*REQUIRED TASKS*.
#1 Duplicate the portion of the fracture-healing abstract from "In our preliminary" up to and including "accelerate fracture healing.".
#2 According to the preliminary data in the fracture-healing abstract, what are all the effects of dietary supplementation with the candidate probiotic?
#3 Answer these questions from the fracture-healing abstract:
(a) Which university is named with the project?
(b) What does bone mineral density predict, as the abstract states?
(c) Which bacterium is named as the candidate probiotic?

*SOURCE DOCUMENT*.
# Influence of the gut microbiome on normal and senile fracture healing

> **NIH NIH R21** · EMORY UNIVERSITY · 2020 · $230,620

## Abstract

Summary
Impaired fracture healing place considerable financial, physical, and mental burdens on individuals, especially
in the geriatric population, which renders the need for new therapies to accelerate healing of paramount
importance. With the growing evidence that the gut microbiota regulates skeletal homeostasis, we asked whether
the beneficial effects of probiotic intake on bone health may be similar or different in the case of traumatic bone
injuries. Thus, while it is widely accepted that bone mineral density only predicts fracture risk, and is not indicative
of bone healing, the effects of microbiota on bone modeling and systemic inflammation in the context of fracture
healing remains unexplored. Moreover, whether a single probiotic can positively impact senile fractures has also
not been previously reported. Therefore, the overall goal of this proposal is to establish the gut microbiota as a
modulator of the inflammatory as well as the osteogenic responses to fracture healing in the context of aging.
In our preliminary data section, we show that that dietary supplementation with the candidate probiotic
Bifidobacterium adolescentis alters the profile of serum cytokines, protects against fracture induced systemic
bone loss, increases fracture callus bone volume, and accelerates the healing sequelae. We therefore
hypothesize that the microbiome is a key regulator of secondary bone healing through the modulation of
systemic innate inflammatory signals, and that dietary supplementation with probiotics that modulate these
inflammatory signals may be used as therapeutic modalities to accelerate fracture healing.

(Items listed in a dataset)
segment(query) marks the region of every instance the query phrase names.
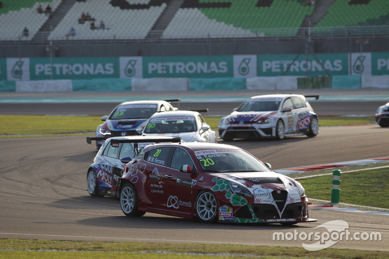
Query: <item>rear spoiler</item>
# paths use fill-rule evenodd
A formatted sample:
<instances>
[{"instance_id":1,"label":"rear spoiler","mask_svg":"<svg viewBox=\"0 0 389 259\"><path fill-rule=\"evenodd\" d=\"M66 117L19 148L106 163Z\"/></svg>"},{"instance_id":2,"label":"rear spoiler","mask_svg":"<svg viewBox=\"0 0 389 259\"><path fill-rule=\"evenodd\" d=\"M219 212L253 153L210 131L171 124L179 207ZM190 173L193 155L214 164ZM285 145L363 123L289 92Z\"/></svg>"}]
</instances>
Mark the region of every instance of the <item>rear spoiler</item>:
<instances>
[{"instance_id":1,"label":"rear spoiler","mask_svg":"<svg viewBox=\"0 0 389 259\"><path fill-rule=\"evenodd\" d=\"M316 100L319 100L319 95L304 95L306 98L315 98Z\"/></svg>"},{"instance_id":2,"label":"rear spoiler","mask_svg":"<svg viewBox=\"0 0 389 259\"><path fill-rule=\"evenodd\" d=\"M168 99L168 100L164 100L165 102L167 102L168 103L171 103L172 102L179 102L181 101L181 99L178 98L177 99Z\"/></svg>"},{"instance_id":3,"label":"rear spoiler","mask_svg":"<svg viewBox=\"0 0 389 259\"><path fill-rule=\"evenodd\" d=\"M109 138L111 137L110 137ZM88 144L92 144L92 140L103 141L105 140L107 138L109 138L106 137L87 137L87 143L88 143Z\"/></svg>"},{"instance_id":4,"label":"rear spoiler","mask_svg":"<svg viewBox=\"0 0 389 259\"><path fill-rule=\"evenodd\" d=\"M139 143L150 143L158 144L160 142L178 143L180 142L181 138L143 138L142 139L112 139L111 140L111 146L113 147L119 147L119 144L120 143L133 143L134 150L135 152L136 155L138 155L139 152L139 150L138 148L138 144Z\"/></svg>"}]
</instances>

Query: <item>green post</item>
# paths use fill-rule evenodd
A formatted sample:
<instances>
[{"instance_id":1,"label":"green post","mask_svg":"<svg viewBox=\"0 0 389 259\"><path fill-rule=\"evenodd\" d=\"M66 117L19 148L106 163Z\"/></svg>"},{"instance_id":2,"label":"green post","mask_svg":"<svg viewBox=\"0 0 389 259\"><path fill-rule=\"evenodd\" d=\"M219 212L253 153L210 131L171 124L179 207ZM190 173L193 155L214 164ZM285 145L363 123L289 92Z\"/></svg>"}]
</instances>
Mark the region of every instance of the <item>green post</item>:
<instances>
[{"instance_id":1,"label":"green post","mask_svg":"<svg viewBox=\"0 0 389 259\"><path fill-rule=\"evenodd\" d=\"M331 190L331 202L339 203L340 200L340 170L332 171L332 190Z\"/></svg>"}]
</instances>

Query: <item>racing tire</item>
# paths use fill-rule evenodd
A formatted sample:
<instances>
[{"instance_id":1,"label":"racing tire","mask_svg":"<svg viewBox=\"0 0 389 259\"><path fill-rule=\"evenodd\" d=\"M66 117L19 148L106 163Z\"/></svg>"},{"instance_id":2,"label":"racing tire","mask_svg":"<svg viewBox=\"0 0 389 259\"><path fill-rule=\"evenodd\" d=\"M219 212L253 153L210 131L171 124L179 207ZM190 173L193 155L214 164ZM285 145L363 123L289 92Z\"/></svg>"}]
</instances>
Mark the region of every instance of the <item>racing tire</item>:
<instances>
[{"instance_id":1,"label":"racing tire","mask_svg":"<svg viewBox=\"0 0 389 259\"><path fill-rule=\"evenodd\" d=\"M217 220L217 201L212 192L200 192L194 203L197 219L202 222L215 222Z\"/></svg>"},{"instance_id":2,"label":"racing tire","mask_svg":"<svg viewBox=\"0 0 389 259\"><path fill-rule=\"evenodd\" d=\"M138 192L130 183L125 184L120 191L120 207L128 217L141 217L146 213L138 210Z\"/></svg>"},{"instance_id":3,"label":"racing tire","mask_svg":"<svg viewBox=\"0 0 389 259\"><path fill-rule=\"evenodd\" d=\"M97 181L97 175L94 170L90 170L87 175L87 187L88 191L90 196L102 196L99 194L99 182Z\"/></svg>"},{"instance_id":4,"label":"racing tire","mask_svg":"<svg viewBox=\"0 0 389 259\"><path fill-rule=\"evenodd\" d=\"M309 131L306 133L308 137L315 137L319 133L319 122L318 118L313 117L309 125Z\"/></svg>"},{"instance_id":5,"label":"racing tire","mask_svg":"<svg viewBox=\"0 0 389 259\"><path fill-rule=\"evenodd\" d=\"M285 125L282 120L279 120L276 126L276 138L282 140L285 138Z\"/></svg>"}]
</instances>

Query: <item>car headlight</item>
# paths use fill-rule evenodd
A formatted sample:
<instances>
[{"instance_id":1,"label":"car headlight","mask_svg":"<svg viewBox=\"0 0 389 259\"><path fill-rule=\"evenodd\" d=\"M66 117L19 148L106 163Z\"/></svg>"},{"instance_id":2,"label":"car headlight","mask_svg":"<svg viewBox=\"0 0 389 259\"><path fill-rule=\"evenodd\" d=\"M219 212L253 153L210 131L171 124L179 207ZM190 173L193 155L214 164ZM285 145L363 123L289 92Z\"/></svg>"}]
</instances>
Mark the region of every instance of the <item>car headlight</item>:
<instances>
[{"instance_id":1,"label":"car headlight","mask_svg":"<svg viewBox=\"0 0 389 259\"><path fill-rule=\"evenodd\" d=\"M296 185L297 185L297 187L299 188L299 191L300 193L300 196L304 196L305 194L305 190L304 189L304 187L303 187L299 182L295 182L296 183Z\"/></svg>"},{"instance_id":2,"label":"car headlight","mask_svg":"<svg viewBox=\"0 0 389 259\"><path fill-rule=\"evenodd\" d=\"M256 123L258 124L269 123L271 121L271 120L270 120L270 118L266 118L265 119L263 119L262 120L260 120Z\"/></svg>"},{"instance_id":3,"label":"car headlight","mask_svg":"<svg viewBox=\"0 0 389 259\"><path fill-rule=\"evenodd\" d=\"M99 130L99 133L101 134L103 136L106 135L111 135L111 131L109 130L106 130L103 128L100 128Z\"/></svg>"},{"instance_id":4,"label":"car headlight","mask_svg":"<svg viewBox=\"0 0 389 259\"><path fill-rule=\"evenodd\" d=\"M231 190L236 195L243 197L251 197L252 196L248 189L241 184L235 182L230 182L228 185Z\"/></svg>"}]
</instances>

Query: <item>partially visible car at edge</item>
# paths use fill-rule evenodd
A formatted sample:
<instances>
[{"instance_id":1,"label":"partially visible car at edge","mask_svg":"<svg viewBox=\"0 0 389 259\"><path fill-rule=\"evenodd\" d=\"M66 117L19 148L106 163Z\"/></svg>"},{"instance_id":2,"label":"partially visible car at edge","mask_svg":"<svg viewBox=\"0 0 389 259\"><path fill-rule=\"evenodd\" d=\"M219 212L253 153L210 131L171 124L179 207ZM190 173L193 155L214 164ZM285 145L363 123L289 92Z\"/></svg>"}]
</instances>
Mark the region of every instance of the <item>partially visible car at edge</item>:
<instances>
[{"instance_id":1,"label":"partially visible car at edge","mask_svg":"<svg viewBox=\"0 0 389 259\"><path fill-rule=\"evenodd\" d=\"M219 137L234 138L275 138L302 132L314 137L319 132L318 116L306 97L318 95L271 94L253 96L219 123Z\"/></svg>"},{"instance_id":2,"label":"partially visible car at edge","mask_svg":"<svg viewBox=\"0 0 389 259\"><path fill-rule=\"evenodd\" d=\"M127 216L147 212L204 222L316 221L309 218L301 185L270 168L230 145L148 145L125 165L116 197Z\"/></svg>"},{"instance_id":3,"label":"partially visible car at edge","mask_svg":"<svg viewBox=\"0 0 389 259\"><path fill-rule=\"evenodd\" d=\"M118 104L109 115L101 117L104 121L96 129L96 137L111 137L136 135L137 129L142 128L150 117L156 112L175 111L178 108L171 102L180 99L125 102ZM96 142L98 149L103 144Z\"/></svg>"},{"instance_id":4,"label":"partially visible car at edge","mask_svg":"<svg viewBox=\"0 0 389 259\"><path fill-rule=\"evenodd\" d=\"M375 123L383 127L389 127L389 103L379 106L377 109Z\"/></svg>"},{"instance_id":5,"label":"partially visible car at edge","mask_svg":"<svg viewBox=\"0 0 389 259\"><path fill-rule=\"evenodd\" d=\"M197 111L175 111L156 113L140 132L142 136L166 136L179 138L185 142L216 143L214 131Z\"/></svg>"},{"instance_id":6,"label":"partially visible car at edge","mask_svg":"<svg viewBox=\"0 0 389 259\"><path fill-rule=\"evenodd\" d=\"M91 196L114 196L118 179L124 166L146 146L156 143L180 142L179 138L165 137L128 136L112 138L87 137L87 142L102 141L103 144L87 171L87 185Z\"/></svg>"}]
</instances>

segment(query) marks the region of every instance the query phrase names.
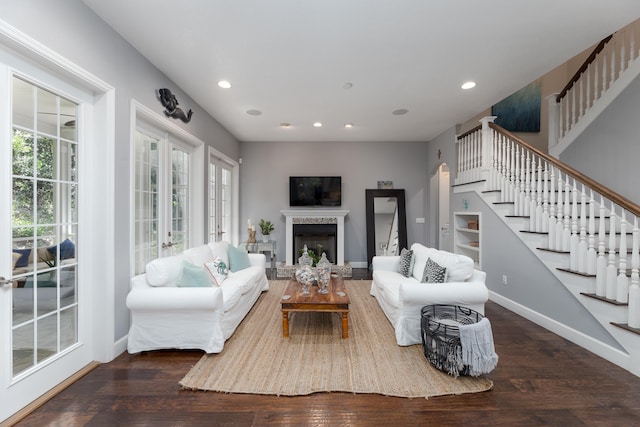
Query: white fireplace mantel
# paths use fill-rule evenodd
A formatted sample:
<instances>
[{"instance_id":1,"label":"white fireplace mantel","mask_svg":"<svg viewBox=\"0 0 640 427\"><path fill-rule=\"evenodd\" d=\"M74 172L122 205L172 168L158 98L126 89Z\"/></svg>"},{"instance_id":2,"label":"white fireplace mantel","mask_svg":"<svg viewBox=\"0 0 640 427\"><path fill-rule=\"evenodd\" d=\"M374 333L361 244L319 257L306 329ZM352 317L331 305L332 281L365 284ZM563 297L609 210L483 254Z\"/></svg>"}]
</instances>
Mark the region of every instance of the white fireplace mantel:
<instances>
[{"instance_id":1,"label":"white fireplace mantel","mask_svg":"<svg viewBox=\"0 0 640 427\"><path fill-rule=\"evenodd\" d=\"M285 254L286 265L294 265L293 260L293 224L309 219L329 219L331 223L337 225L336 232L336 265L344 265L344 217L347 216L347 209L285 209L281 210L286 218L285 225Z\"/></svg>"}]
</instances>

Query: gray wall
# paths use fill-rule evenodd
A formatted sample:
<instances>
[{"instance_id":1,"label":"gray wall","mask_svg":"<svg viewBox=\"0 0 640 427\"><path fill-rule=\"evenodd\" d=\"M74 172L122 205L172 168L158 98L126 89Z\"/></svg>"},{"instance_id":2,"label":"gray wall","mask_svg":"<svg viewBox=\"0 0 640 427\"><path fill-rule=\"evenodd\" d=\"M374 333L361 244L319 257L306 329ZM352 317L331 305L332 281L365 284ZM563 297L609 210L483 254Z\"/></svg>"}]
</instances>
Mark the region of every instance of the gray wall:
<instances>
[{"instance_id":1,"label":"gray wall","mask_svg":"<svg viewBox=\"0 0 640 427\"><path fill-rule=\"evenodd\" d=\"M640 77L591 123L560 160L640 203ZM623 172L623 173L620 173Z\"/></svg>"},{"instance_id":2,"label":"gray wall","mask_svg":"<svg viewBox=\"0 0 640 427\"><path fill-rule=\"evenodd\" d=\"M155 91L170 88L183 108L194 111L188 124L167 119L190 134L237 158L238 142L212 117L160 73L80 0L3 0L0 19L28 34L67 60L104 80L116 90L115 104L115 338L129 329L125 298L129 291L130 248L130 100L163 111ZM52 35L55 34L55 37ZM111 147L105 147L109 150ZM201 159L204 163L206 159ZM206 187L206 186L205 186ZM205 195L203 194L203 197Z\"/></svg>"},{"instance_id":3,"label":"gray wall","mask_svg":"<svg viewBox=\"0 0 640 427\"><path fill-rule=\"evenodd\" d=\"M408 242L426 241L426 142L242 142L240 145L240 224L260 218L275 224L278 261L285 260L285 218L289 209L289 176L342 177L345 218L345 261L367 259L365 189L378 181L393 181L404 189ZM247 239L244 226L240 240ZM259 232L258 232L259 234Z\"/></svg>"}]
</instances>

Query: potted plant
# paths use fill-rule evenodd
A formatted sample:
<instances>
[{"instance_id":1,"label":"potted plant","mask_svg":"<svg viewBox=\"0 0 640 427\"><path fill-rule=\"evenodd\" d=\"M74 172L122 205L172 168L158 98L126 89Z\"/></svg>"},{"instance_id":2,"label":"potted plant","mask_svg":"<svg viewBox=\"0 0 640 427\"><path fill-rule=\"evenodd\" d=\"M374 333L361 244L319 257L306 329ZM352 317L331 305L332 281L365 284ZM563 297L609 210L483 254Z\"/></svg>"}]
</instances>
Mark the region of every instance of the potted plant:
<instances>
[{"instance_id":1,"label":"potted plant","mask_svg":"<svg viewBox=\"0 0 640 427\"><path fill-rule=\"evenodd\" d=\"M271 221L265 221L264 219L260 220L260 222L258 223L258 226L260 227L260 232L262 233L262 241L265 243L268 242L269 235L271 234L271 232L275 227L273 226Z\"/></svg>"}]
</instances>

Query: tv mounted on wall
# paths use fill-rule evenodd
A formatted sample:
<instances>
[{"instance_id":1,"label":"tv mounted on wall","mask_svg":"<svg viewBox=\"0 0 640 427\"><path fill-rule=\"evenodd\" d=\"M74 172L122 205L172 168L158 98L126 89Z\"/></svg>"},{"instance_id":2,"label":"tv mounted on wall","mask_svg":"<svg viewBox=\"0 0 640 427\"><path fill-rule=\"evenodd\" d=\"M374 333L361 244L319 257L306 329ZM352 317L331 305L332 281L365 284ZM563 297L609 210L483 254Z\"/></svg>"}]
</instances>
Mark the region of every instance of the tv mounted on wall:
<instances>
[{"instance_id":1,"label":"tv mounted on wall","mask_svg":"<svg viewBox=\"0 0 640 427\"><path fill-rule=\"evenodd\" d=\"M289 177L289 205L341 206L342 177L291 176Z\"/></svg>"}]
</instances>

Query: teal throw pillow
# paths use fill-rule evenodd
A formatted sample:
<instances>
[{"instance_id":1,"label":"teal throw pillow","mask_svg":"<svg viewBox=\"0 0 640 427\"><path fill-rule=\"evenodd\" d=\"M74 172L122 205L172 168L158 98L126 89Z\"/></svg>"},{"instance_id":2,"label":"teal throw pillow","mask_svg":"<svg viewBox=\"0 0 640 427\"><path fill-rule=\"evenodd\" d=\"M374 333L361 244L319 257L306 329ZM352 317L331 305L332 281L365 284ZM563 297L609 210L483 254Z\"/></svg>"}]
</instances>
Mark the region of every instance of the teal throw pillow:
<instances>
[{"instance_id":1,"label":"teal throw pillow","mask_svg":"<svg viewBox=\"0 0 640 427\"><path fill-rule=\"evenodd\" d=\"M236 272L251 267L249 254L244 249L229 245L227 254L229 255L229 270Z\"/></svg>"},{"instance_id":2,"label":"teal throw pillow","mask_svg":"<svg viewBox=\"0 0 640 427\"><path fill-rule=\"evenodd\" d=\"M180 287L211 287L211 276L204 267L182 261L182 273L178 279Z\"/></svg>"}]
</instances>

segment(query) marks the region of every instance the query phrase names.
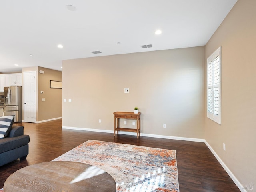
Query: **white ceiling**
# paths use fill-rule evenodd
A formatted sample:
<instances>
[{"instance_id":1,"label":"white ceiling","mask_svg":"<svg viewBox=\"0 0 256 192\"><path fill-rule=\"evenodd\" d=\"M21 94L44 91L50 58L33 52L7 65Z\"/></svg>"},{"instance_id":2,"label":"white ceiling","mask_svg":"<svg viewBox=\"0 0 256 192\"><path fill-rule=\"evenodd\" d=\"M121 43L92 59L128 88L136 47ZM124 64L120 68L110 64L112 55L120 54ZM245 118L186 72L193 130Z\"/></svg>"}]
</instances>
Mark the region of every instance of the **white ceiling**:
<instances>
[{"instance_id":1,"label":"white ceiling","mask_svg":"<svg viewBox=\"0 0 256 192\"><path fill-rule=\"evenodd\" d=\"M237 0L0 0L0 72L61 71L66 59L205 45Z\"/></svg>"}]
</instances>

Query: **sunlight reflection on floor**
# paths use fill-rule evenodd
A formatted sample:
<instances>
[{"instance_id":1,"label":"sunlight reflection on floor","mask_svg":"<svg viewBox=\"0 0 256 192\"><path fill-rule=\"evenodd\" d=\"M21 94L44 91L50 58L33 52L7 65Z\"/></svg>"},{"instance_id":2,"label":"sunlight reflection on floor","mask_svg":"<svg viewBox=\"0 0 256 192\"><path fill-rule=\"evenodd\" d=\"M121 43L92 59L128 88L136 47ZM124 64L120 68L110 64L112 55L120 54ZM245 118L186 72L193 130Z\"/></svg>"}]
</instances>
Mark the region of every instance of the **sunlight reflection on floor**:
<instances>
[{"instance_id":1,"label":"sunlight reflection on floor","mask_svg":"<svg viewBox=\"0 0 256 192\"><path fill-rule=\"evenodd\" d=\"M102 174L105 171L104 170L95 166L92 166L75 178L72 181L70 182L70 183L72 184L79 182L82 180Z\"/></svg>"},{"instance_id":2,"label":"sunlight reflection on floor","mask_svg":"<svg viewBox=\"0 0 256 192\"><path fill-rule=\"evenodd\" d=\"M157 171L154 171L152 173L143 174L139 178L136 177L133 183L129 184L131 186L127 189L130 192L150 192L159 188L164 187L165 175L161 174L161 173L165 170L165 166L159 168ZM117 183L116 185L122 185L124 182Z\"/></svg>"}]
</instances>

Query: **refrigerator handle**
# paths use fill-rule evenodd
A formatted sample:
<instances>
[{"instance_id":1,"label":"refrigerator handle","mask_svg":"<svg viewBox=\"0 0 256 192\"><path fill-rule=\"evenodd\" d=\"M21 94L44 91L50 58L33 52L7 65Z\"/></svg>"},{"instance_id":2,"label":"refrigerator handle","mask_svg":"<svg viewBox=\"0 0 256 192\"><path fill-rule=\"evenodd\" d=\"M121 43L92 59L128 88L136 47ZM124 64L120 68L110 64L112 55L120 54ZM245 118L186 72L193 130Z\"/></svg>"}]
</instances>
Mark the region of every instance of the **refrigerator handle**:
<instances>
[{"instance_id":1,"label":"refrigerator handle","mask_svg":"<svg viewBox=\"0 0 256 192\"><path fill-rule=\"evenodd\" d=\"M10 101L11 100L11 97L12 93L11 92L11 88L10 87L8 88L8 92L7 92L7 104L9 105Z\"/></svg>"}]
</instances>

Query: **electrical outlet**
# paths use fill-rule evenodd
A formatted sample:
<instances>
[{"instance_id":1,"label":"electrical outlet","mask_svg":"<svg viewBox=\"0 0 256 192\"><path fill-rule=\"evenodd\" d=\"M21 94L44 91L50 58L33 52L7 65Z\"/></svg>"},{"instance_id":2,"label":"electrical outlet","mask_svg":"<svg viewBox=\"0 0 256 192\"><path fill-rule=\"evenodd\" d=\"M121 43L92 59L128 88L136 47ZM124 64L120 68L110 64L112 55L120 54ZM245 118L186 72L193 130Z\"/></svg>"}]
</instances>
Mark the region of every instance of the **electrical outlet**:
<instances>
[{"instance_id":1,"label":"electrical outlet","mask_svg":"<svg viewBox=\"0 0 256 192\"><path fill-rule=\"evenodd\" d=\"M223 143L223 150L226 151L226 144Z\"/></svg>"},{"instance_id":2,"label":"electrical outlet","mask_svg":"<svg viewBox=\"0 0 256 192\"><path fill-rule=\"evenodd\" d=\"M129 88L124 88L124 93L129 93Z\"/></svg>"}]
</instances>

*ANSWERS PER TASK*.
#1
In our preliminary data section, we show that that dietary supplementation with the candidate probiotic
Bifidobacterium adolescentis alters the profile of serum cytokines, protects against fracture induced systemic
bone loss, increases fracture callus bone volume, and accelerates the healing sequelae. We therefore
hypothesize that the microbiome is a key regulator of secondary bone healing through the modulation of
systemic innate inflammatory signals, and that dietary supplementation with probiotics that modulate these
inflammatory signals may be used as therapeutic modalities to accelerate fracture healing.

#2
- Alters the profile of serum cytokines
- Protects against fracture induced systemic bone loss
- Increases fracture callus bone volume
- Accelerates the healing sequelae

#3
(a) Emory University
(b) Fracture risk
(c) Bifidobacterium adolescentis